▸ Task objective: Starting at the first line of the records below, reproduce every line up to and including the line with "negative clicks: (946, 213)", but leave out all pictures.

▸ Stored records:
>>>

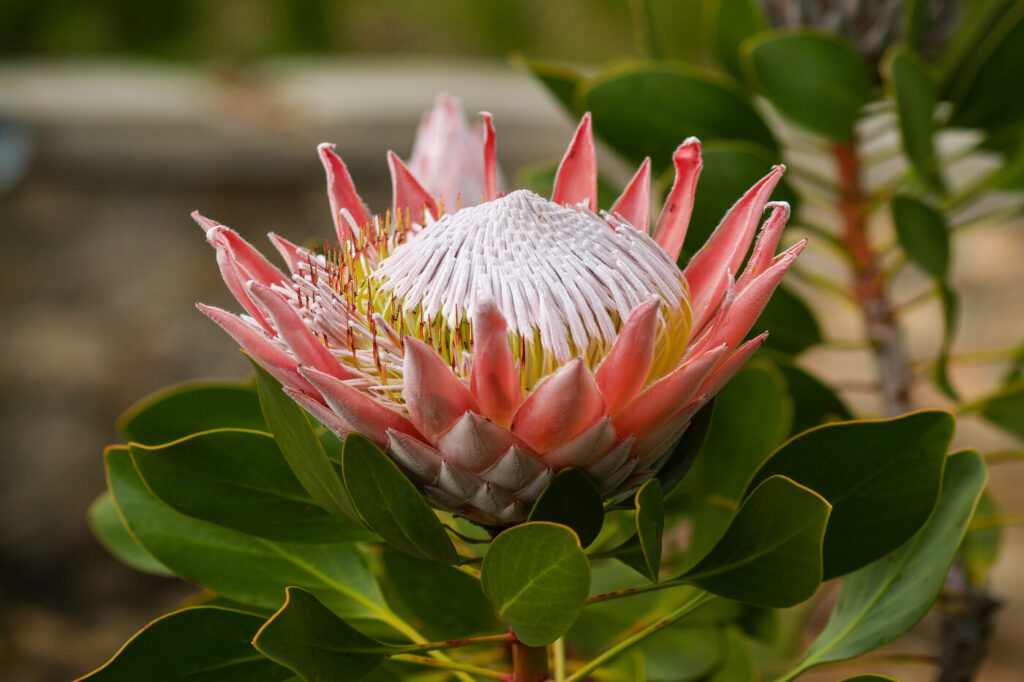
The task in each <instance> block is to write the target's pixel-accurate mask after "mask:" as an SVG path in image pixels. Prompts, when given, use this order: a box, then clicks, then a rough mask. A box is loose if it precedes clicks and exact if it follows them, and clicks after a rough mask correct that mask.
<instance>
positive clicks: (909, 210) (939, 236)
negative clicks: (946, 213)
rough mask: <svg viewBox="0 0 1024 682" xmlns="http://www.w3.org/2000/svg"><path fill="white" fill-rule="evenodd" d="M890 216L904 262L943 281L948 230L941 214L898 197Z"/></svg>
mask: <svg viewBox="0 0 1024 682" xmlns="http://www.w3.org/2000/svg"><path fill="white" fill-rule="evenodd" d="M892 216H893V225H894V226H895V227H896V237H897V238H898V239H899V244H900V247H901V248H902V249H903V251H904V253H906V256H907V258H909V259H910V260H911V261H913V263H915V264H916V265H919V266H920V267H921V268H922V269H923V270H925V271H926V272H928V273H929V274H931V275H932V276H933V278H935V279H937V280H944V279H945V276H946V272H947V271H948V269H949V229H948V228H947V227H946V221H945V219H944V218H943V217H942V214H941V213H939V212H938V211H936V210H935V209H933V208H932V207H931V206H929V205H928V204H925V203H924V202H921V201H919V200H916V199H914V198H912V197H908V196H906V195H897V196H896V197H894V198H893V203H892Z"/></svg>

<<<

▸ Result:
The task in each <instance> block is to write the target's pixel-accurate mask after "mask:" as an SVG path in image pixels. Prompts, when given, use this order: a box, then clicks, then a rough mask. A box is loose if it precedes clicks and exact if it follows them, and clicks after a rough mask correct that mask.
<instance>
positive clicks: (909, 210) (939, 236)
negative clicks: (946, 213)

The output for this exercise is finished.